■ Pointing dataset entries
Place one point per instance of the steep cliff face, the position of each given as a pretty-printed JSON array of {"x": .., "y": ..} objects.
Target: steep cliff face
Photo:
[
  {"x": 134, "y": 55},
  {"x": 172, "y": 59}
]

■ YOUR OBJECTIVE
Replace every occurrence of "steep cliff face" with "rocky ledge" in the entries and write out all their lines again, leaving everything else unchanged.

■ THE COMPLETED TASK
Place one point per instance of the rocky ledge, the position of each given as a pretty-printed JSON array of {"x": .., "y": ..} objects.
Target: rocky ledge
Photo:
[
  {"x": 134, "y": 55},
  {"x": 172, "y": 59}
]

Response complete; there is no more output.